***** Reading text *****
07 Feb 2018 19:53 IST

Model based on promotions, participation will succeed

Apart from the 3P matrix, Ayush should run consumer contests and reward the mega shoppers

Products are made in factories but brands are created in the mind.

Those words of branding and consumer research pioneer Walter Landor seem to be especially relevant in the Ayush-Patanjali face-off in the market. Building on the foundation of strong public relations and faith placed by the customers in a yoga guru, Patanjali has succeeded in dominating the Ayurvedic market in India. With people’s health-consciousness and affinity towards products such as those made by Patanjali growing by the day, HUL needs to be aggressive in its approach to gain market share.

Situation analysis

A thorough analysis of the case highlights the following challenges faced by Ayush.

1. Lack of an influential figure, like Baba Ramdev, in its promotion campaigns

2. Lack of touch points in retail outlets

To address these issues and gain an edge over Patanjali, HUL needs to do an assessment of its strength of market share and its capability to influence the market with its products through a competence-market share matrix.


Competence-market share matrix

Our assessment shows that, though growing, Ayush has a lower market share than Patanjali in the personal care product segment. However, since HUL has a huge distribution network, the brand has a high competence to influence the market. Hence, we place it in the “disruptor” category. Patanjali maintains its dominance in the “authority” category, where Ayush has to make its entry.

3P Model Strategy

To create a market for Ayush and to take on Patanjali, HUL needs to adopt a three-pronged 3P approach — point of contact, promotion and participation.
***** Dataset excerpts *****
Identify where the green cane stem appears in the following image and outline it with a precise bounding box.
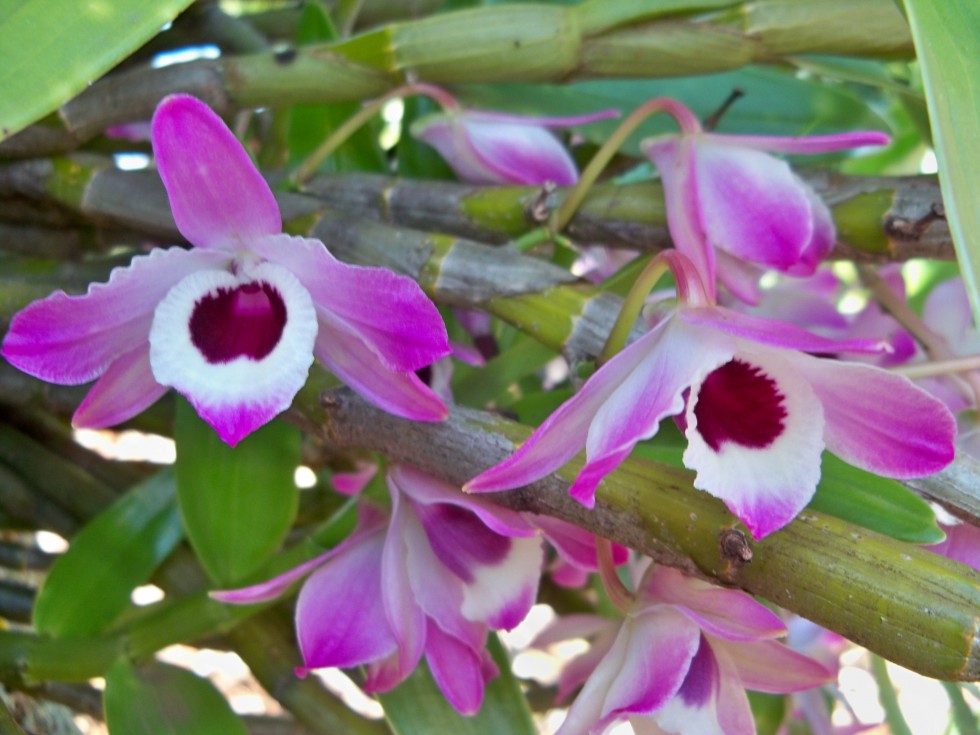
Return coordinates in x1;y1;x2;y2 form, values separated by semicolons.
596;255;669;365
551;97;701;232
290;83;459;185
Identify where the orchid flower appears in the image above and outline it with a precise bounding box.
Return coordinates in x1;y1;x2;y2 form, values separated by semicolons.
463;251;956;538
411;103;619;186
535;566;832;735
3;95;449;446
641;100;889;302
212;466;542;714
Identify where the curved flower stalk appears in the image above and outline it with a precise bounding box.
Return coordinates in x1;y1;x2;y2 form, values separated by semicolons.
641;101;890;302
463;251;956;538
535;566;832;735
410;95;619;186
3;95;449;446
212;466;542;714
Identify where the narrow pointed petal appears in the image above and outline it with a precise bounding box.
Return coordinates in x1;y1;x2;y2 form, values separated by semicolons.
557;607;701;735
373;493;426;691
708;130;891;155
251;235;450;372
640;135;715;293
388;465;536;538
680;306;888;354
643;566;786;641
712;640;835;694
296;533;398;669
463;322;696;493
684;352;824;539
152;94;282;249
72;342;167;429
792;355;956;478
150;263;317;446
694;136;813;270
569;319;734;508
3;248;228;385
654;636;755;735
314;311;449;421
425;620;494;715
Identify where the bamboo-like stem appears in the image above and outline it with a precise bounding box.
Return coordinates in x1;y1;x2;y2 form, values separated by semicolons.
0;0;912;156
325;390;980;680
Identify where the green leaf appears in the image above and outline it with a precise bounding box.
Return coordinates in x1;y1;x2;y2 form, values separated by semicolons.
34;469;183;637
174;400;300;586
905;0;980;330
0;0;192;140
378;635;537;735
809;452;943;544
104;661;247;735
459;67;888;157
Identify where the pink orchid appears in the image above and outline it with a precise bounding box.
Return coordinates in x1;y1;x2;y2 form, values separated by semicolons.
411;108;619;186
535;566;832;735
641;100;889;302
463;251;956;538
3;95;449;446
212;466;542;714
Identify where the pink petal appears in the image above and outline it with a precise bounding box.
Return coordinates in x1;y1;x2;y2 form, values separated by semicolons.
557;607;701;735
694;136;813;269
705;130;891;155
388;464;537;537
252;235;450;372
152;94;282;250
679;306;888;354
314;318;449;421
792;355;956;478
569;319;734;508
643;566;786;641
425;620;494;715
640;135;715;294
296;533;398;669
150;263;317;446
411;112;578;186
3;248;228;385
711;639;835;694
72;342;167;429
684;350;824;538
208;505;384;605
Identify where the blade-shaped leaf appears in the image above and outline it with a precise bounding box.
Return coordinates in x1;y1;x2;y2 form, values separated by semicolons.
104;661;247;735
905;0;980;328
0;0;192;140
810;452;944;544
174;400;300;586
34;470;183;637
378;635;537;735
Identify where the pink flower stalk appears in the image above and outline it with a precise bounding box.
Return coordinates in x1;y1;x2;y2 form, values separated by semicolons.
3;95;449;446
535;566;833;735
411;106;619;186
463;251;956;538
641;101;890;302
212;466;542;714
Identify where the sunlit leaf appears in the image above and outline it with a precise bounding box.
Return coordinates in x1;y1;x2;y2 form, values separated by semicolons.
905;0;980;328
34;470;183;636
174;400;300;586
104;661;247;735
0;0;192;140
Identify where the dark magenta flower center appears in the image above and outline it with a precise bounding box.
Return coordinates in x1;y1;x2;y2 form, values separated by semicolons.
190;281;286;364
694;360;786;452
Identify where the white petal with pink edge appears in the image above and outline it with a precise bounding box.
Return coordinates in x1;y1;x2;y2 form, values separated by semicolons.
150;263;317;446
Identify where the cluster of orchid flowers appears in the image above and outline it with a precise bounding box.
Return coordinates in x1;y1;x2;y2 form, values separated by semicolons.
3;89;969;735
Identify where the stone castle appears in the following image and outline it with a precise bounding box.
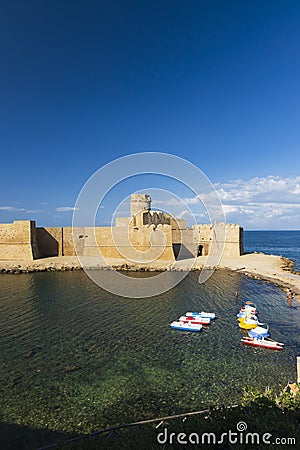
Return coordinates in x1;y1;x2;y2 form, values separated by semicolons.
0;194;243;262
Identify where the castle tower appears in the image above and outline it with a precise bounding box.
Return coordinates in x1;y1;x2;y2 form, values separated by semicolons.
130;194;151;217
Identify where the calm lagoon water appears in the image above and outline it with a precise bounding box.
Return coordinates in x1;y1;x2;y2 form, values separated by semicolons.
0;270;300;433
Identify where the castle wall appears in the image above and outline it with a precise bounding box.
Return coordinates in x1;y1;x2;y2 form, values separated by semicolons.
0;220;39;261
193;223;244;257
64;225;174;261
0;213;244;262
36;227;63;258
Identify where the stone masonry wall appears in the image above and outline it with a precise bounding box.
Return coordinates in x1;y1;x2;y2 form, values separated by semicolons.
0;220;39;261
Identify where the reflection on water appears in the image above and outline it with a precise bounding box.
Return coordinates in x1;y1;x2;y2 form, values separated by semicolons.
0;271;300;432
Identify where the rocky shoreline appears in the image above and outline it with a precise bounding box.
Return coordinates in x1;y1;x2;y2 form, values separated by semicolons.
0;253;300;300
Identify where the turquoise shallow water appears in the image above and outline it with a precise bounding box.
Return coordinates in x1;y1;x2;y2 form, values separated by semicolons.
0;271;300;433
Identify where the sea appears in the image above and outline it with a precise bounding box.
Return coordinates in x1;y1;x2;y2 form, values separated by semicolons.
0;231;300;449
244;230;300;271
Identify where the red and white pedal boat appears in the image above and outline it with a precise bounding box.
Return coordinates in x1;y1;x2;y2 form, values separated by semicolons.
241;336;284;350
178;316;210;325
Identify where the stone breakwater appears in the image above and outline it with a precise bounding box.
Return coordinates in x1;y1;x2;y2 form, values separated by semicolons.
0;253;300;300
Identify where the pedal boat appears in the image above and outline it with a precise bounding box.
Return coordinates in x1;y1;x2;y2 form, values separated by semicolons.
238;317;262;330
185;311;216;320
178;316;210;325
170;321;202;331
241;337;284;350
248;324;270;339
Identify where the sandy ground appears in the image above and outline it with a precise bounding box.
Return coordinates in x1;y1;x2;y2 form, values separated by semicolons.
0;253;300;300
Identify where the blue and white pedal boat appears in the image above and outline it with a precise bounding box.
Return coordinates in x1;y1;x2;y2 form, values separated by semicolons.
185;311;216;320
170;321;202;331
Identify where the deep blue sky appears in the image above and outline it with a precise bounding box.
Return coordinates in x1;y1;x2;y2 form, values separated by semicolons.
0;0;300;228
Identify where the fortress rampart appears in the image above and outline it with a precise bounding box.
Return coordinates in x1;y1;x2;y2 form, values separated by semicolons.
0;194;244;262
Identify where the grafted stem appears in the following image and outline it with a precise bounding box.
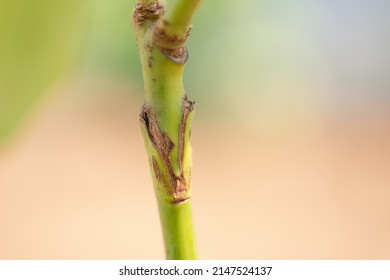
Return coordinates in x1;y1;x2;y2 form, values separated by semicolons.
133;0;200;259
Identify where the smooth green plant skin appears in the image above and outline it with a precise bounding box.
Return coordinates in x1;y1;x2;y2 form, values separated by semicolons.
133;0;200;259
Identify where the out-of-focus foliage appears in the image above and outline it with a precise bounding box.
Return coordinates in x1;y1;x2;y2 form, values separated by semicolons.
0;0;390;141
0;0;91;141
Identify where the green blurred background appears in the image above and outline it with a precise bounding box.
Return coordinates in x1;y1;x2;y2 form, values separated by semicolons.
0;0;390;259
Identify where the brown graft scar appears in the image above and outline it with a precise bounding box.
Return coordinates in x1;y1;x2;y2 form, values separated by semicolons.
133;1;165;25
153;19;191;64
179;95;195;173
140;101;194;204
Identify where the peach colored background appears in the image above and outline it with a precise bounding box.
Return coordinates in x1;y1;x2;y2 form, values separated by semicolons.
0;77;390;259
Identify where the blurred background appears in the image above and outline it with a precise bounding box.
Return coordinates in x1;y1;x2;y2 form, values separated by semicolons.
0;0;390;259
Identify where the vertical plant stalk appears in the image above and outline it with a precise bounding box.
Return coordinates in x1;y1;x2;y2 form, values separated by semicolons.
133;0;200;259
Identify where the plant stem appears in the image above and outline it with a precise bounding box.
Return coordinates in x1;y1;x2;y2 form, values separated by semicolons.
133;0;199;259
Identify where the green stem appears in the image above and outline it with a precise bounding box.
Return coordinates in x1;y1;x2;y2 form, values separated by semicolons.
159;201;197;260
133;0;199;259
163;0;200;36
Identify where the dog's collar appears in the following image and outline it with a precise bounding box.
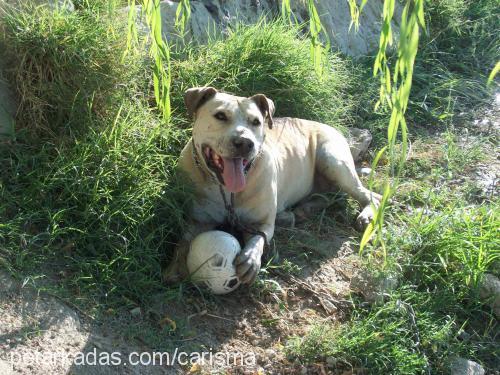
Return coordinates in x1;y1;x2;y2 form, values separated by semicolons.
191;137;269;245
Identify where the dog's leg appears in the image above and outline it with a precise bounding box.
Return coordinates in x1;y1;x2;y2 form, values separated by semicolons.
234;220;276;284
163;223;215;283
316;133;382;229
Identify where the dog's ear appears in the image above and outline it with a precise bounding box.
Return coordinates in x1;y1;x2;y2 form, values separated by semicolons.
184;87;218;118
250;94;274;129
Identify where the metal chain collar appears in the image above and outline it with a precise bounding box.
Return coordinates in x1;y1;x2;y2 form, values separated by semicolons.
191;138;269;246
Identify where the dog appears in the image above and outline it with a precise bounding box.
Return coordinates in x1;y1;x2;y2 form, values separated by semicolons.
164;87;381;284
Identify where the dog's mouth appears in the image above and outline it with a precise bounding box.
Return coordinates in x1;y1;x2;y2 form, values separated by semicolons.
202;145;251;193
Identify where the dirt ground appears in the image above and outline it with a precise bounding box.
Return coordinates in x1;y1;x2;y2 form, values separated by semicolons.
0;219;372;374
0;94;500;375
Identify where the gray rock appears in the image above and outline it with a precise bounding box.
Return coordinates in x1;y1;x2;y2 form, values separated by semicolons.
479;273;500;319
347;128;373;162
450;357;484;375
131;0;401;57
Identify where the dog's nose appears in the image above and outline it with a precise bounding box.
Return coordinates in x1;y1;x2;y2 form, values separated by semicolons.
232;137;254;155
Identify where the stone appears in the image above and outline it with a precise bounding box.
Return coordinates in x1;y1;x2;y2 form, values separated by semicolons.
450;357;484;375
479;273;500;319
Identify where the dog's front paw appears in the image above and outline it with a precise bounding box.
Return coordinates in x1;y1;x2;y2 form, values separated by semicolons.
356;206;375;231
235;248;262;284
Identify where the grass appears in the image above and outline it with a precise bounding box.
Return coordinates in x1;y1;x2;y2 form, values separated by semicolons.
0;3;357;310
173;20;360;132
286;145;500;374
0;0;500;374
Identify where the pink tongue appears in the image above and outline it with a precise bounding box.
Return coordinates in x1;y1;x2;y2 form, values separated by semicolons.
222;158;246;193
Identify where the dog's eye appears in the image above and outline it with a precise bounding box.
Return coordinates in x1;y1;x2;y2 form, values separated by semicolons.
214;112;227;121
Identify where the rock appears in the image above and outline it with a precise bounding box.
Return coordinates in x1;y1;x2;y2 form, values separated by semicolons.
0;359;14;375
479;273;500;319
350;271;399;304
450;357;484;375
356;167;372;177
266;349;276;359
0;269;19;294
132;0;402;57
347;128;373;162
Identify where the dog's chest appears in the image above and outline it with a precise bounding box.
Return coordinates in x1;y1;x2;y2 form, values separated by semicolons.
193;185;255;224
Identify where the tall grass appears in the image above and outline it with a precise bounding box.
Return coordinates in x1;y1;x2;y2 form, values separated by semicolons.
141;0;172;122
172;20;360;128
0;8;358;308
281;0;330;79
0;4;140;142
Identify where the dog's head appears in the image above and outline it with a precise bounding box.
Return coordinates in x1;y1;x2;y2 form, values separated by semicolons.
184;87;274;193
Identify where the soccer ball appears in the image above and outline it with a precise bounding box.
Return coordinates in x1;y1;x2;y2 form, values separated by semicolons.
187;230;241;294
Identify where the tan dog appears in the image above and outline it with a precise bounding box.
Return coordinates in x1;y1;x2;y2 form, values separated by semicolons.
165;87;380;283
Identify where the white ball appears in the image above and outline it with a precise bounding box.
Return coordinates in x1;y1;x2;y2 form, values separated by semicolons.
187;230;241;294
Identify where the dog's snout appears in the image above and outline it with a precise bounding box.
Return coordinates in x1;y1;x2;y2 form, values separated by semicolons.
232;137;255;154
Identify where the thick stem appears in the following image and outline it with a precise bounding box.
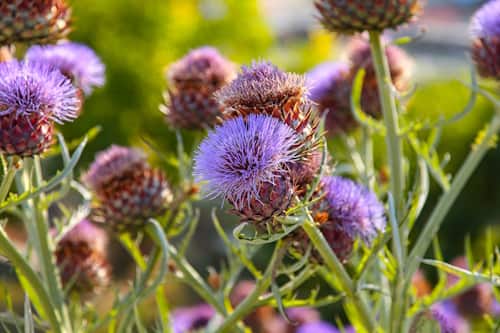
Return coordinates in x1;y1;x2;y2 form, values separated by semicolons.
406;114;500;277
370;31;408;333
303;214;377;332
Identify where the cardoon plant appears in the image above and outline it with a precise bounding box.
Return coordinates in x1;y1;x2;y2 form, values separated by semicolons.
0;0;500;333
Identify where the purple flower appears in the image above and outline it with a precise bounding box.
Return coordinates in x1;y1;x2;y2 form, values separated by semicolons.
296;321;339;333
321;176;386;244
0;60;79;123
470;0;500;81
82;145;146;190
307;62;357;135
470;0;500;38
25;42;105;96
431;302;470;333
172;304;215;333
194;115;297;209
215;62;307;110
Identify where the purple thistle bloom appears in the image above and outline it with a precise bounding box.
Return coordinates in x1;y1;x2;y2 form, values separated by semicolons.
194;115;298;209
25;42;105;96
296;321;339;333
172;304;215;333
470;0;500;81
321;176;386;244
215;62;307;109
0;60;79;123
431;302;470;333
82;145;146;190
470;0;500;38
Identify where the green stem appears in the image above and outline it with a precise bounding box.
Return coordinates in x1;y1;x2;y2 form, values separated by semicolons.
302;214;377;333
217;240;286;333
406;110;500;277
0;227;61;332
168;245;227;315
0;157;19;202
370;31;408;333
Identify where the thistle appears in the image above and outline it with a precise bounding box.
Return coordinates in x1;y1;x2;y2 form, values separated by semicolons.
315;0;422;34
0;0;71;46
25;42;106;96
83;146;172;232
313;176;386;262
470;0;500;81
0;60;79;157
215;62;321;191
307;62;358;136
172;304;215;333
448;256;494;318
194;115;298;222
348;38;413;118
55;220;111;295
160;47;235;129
*****
● **Tasks to complete**:
A. In the article on Ayush and Patanjali, give the part starting with "Model based on" and going on through "faced by Ayush.", swapping "Patanjali" for "Patanjali Ayurved".
B. Answer these questions from the article on Ayush and Patanjali.
(i) Whose words open the article's discussion of branding?
(ii) In which category of the competence-market share matrix is Ayush placed?
(iii) What are the three parts of the 3P approach?
C. Recast the paragraph of the article on Ayush and Patanjali beginning "Our assessment shows that" as a bulleted list, keeping its main facts.
The records are not needed for any of these tasks.

● **Responses by task**:
A.
Model based on promotions, participation will succeed

Apart from the 3P matrix, Ayush should run consumer contests and reward the mega shoppers

Products are made in factories but brands are created in the mind.

Those words of branding and consumer research pioneer Walter Landor seem to be especially relevant in the Ayush-Patanjali Ayurved face-off in the market. Building on the foundation of strong public relations and faith placed by the customers in a yoga guru, Patanjali Ayurved has succeeded in dominating the Ayurvedic market in India. With people’s health-consciousness and affinity towards products such as those made by Patanjali Ayurved growing by the day, HUL needs to be aggressive in its approach to gain market share.

Situation analysis

A thorough analysis of the case highlights the following challenges faced by Ayush.

B.
(i) Walter Landor, a branding and consumer research pioneer.
(ii) The "disruptor" category.
(iii) Point of contact, promotion and participation.

C.
- Ayush is growing but has a lower market share than Patanjali in personal care products.
- HUL's huge distribution network gives the brand high competence to influence the market.
- Ayush is therefore placed in the "disruptor" category.
- Patanjali dominates the "authority" category, which Ayush has to enter.